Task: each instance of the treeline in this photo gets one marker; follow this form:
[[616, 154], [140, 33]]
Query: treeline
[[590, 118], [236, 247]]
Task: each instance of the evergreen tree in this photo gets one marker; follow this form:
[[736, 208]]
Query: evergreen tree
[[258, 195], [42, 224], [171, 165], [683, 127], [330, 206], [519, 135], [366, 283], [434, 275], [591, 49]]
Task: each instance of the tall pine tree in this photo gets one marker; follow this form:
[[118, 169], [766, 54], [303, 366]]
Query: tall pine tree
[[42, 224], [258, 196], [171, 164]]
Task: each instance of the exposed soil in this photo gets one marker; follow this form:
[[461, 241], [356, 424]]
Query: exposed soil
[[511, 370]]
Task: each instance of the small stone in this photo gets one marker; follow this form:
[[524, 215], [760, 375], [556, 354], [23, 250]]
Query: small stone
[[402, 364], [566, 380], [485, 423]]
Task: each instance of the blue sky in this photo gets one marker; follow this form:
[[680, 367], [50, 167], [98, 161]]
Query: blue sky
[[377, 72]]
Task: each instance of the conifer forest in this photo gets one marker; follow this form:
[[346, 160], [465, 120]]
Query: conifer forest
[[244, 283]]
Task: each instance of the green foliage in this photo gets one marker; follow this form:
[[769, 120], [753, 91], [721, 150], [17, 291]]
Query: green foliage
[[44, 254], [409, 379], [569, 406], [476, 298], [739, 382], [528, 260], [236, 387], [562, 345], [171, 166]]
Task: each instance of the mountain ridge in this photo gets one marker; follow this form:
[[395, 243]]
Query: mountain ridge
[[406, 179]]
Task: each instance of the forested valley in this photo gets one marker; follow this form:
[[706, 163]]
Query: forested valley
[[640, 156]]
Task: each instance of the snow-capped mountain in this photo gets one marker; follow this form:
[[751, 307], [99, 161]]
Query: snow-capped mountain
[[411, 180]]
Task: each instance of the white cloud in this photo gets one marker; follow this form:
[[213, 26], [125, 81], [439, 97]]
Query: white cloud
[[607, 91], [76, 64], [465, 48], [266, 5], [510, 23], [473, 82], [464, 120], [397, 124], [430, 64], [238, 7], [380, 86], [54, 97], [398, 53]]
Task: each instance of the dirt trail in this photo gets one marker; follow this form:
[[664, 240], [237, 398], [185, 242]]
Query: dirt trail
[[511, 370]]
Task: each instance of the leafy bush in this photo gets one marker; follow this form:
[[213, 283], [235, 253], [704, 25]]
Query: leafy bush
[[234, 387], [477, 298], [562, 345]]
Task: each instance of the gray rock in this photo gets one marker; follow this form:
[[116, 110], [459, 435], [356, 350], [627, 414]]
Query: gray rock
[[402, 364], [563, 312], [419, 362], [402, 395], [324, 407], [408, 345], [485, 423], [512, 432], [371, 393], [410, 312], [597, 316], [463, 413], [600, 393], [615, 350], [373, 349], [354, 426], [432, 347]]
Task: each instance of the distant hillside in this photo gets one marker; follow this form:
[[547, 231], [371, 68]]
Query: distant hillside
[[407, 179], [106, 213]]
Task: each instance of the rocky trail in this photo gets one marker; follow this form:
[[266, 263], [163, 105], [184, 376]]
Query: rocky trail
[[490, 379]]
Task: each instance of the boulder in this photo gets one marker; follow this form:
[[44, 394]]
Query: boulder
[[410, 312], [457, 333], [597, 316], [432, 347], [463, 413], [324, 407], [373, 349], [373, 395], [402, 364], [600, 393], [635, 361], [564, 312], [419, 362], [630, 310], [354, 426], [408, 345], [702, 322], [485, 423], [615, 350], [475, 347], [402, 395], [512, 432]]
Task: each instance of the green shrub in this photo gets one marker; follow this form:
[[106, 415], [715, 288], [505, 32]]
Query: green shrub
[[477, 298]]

• [Stated exercise] Please add 16 to every coordinate in the answers and write out the records again, requests included, from the start of the records through the line that contains "[[42, 224], [258, 196], [171, 164]]".

• [Written reply]
Task: each instance of the treeline in this photo gets one marker; follow this form:
[[616, 154], [140, 33]]
Query: treeline
[[606, 134], [252, 263]]
Task: each instance of the evergreen tree in this photo gets one marker; follow this form:
[[736, 208]]
Query: evergreen tree
[[274, 211], [58, 240], [187, 181], [699, 143], [346, 222], [535, 151], [382, 299], [450, 291], [607, 65]]
Task: each instance of the tall pine tree in this photo gets one marker; follow this form:
[[118, 169], [766, 54], [303, 366]]
Query: tall pine tree
[[58, 240], [274, 212], [187, 180]]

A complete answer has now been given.